§ WHAT YOU ARE ASKED TO DO
Collect every line of the material that contains the string "rope", and copy each one as it appears.

===== GIVEN ENTRIES

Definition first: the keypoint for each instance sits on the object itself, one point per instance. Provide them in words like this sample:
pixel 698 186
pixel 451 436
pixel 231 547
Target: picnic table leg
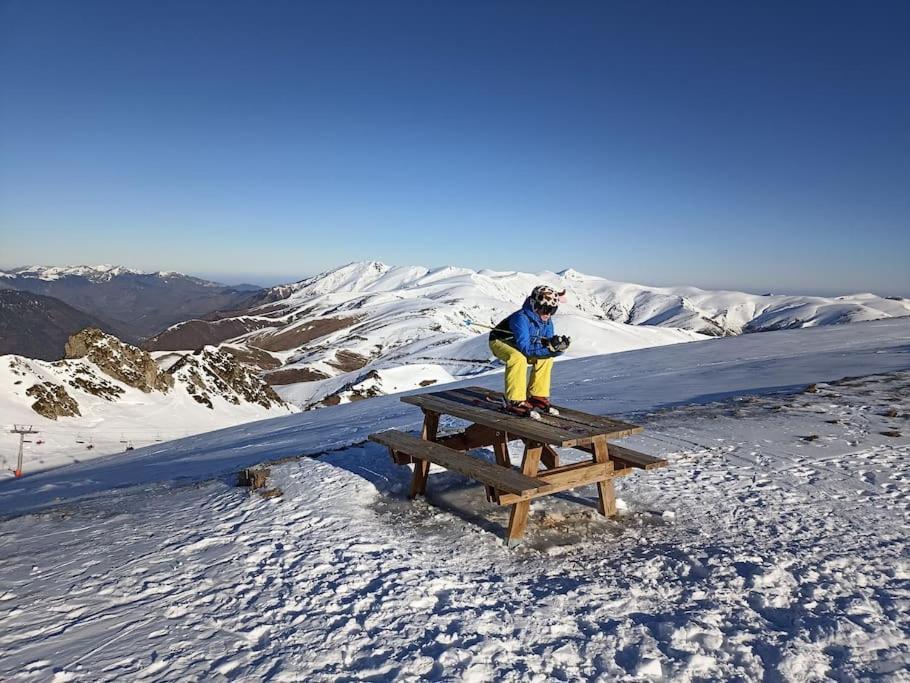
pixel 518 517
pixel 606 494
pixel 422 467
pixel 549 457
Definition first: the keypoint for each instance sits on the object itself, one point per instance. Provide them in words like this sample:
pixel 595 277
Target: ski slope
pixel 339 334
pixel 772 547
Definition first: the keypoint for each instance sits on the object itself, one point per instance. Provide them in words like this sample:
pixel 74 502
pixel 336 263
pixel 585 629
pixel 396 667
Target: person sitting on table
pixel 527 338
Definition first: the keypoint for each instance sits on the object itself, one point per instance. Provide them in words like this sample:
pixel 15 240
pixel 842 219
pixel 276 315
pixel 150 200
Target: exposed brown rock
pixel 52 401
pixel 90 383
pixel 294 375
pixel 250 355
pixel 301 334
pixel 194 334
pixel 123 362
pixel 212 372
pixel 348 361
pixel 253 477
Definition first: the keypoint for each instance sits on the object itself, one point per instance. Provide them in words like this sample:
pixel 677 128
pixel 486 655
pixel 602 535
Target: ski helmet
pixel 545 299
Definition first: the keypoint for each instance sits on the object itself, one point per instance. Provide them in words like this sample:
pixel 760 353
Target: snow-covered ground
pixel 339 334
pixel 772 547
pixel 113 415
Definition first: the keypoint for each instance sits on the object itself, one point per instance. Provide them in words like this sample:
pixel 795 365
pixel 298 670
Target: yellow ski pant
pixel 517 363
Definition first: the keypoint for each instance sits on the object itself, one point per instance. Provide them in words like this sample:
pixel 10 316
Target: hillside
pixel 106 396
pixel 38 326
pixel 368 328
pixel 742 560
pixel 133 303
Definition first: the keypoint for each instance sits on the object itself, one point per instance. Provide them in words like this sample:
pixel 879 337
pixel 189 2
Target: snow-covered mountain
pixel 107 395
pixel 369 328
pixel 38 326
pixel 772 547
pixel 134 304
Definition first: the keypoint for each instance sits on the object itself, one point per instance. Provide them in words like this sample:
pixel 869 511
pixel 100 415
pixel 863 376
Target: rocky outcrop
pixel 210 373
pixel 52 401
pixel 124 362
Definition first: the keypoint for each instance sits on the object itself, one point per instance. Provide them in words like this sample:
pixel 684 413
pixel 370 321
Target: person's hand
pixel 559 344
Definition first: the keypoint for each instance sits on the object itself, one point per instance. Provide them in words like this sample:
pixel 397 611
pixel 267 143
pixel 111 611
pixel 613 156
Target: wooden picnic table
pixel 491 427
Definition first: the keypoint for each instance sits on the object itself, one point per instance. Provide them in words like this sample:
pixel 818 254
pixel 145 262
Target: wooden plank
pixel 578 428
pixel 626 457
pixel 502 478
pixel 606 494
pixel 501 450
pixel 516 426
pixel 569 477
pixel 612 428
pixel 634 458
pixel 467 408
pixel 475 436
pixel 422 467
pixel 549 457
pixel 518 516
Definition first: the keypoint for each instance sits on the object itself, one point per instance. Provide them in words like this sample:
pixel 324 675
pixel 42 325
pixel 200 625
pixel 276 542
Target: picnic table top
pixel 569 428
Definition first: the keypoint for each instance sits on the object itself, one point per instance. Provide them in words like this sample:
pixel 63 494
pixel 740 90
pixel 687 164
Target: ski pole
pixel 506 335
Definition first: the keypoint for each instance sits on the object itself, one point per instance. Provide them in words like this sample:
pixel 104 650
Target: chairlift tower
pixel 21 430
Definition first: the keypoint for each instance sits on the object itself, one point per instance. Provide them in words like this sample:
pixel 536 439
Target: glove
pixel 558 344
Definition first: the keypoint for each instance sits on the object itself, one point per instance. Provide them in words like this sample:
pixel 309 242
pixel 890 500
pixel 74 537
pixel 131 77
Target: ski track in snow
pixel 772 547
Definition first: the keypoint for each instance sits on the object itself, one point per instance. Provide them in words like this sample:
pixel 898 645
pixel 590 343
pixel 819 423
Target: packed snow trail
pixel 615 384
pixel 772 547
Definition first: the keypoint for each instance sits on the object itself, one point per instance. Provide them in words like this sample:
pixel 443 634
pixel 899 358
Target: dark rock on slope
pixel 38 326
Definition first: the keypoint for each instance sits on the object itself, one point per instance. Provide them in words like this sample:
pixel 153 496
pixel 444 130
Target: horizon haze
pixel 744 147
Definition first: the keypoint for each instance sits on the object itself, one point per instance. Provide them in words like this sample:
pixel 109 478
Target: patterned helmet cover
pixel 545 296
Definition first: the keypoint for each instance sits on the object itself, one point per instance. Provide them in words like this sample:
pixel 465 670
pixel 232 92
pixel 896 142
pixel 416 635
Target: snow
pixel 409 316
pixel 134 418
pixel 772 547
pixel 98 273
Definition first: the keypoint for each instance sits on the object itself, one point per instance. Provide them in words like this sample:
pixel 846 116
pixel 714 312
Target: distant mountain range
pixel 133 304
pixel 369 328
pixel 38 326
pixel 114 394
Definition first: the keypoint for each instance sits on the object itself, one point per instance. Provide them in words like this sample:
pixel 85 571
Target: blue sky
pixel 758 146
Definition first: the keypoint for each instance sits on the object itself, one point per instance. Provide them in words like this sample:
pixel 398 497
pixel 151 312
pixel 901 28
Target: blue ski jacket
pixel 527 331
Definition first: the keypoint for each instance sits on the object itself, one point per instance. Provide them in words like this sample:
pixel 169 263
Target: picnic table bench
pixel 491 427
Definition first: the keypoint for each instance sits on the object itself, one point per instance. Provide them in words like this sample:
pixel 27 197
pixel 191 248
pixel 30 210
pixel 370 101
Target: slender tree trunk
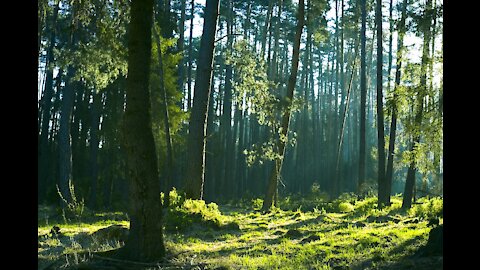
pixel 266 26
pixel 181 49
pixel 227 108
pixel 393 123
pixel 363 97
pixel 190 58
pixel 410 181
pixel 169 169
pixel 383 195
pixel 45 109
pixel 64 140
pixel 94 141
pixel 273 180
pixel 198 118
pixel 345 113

==========
===== GIVEN ENTRIES

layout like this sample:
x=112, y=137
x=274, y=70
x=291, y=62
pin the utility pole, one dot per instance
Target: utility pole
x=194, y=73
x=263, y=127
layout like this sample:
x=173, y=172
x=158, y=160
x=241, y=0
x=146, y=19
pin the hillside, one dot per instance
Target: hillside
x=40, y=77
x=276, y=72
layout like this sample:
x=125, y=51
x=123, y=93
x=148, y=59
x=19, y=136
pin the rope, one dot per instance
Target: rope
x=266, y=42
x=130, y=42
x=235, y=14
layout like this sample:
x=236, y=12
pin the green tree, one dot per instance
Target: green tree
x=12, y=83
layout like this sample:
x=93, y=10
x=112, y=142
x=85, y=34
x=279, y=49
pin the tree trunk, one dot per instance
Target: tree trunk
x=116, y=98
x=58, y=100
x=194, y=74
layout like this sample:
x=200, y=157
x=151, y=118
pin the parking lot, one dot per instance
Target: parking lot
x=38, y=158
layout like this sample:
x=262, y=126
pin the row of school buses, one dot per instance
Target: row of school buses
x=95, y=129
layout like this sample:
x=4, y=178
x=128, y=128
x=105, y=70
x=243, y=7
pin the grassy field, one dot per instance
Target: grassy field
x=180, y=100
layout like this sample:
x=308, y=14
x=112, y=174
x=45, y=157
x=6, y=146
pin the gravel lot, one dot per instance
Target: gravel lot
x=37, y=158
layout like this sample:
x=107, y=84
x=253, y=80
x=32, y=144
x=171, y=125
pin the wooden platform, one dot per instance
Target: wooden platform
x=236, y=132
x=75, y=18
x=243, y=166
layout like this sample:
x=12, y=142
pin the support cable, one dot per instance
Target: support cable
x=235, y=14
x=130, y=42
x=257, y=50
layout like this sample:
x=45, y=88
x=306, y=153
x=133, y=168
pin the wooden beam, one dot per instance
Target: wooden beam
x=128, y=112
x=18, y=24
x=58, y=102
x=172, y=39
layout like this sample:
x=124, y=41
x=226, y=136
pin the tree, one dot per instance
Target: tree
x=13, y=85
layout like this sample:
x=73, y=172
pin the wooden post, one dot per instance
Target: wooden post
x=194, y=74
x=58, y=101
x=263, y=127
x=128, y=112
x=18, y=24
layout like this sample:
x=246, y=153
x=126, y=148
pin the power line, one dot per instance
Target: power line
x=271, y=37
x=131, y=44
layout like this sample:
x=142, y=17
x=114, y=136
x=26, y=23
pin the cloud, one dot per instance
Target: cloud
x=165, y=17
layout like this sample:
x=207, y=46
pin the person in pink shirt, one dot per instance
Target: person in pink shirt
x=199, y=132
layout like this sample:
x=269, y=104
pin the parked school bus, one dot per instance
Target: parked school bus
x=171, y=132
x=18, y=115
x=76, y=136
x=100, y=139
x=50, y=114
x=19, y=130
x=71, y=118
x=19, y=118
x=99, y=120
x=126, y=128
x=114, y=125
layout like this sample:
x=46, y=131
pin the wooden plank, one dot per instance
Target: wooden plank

==========

§ RESPONSE BELOW
pin the rope, one dot per instance
Target: rope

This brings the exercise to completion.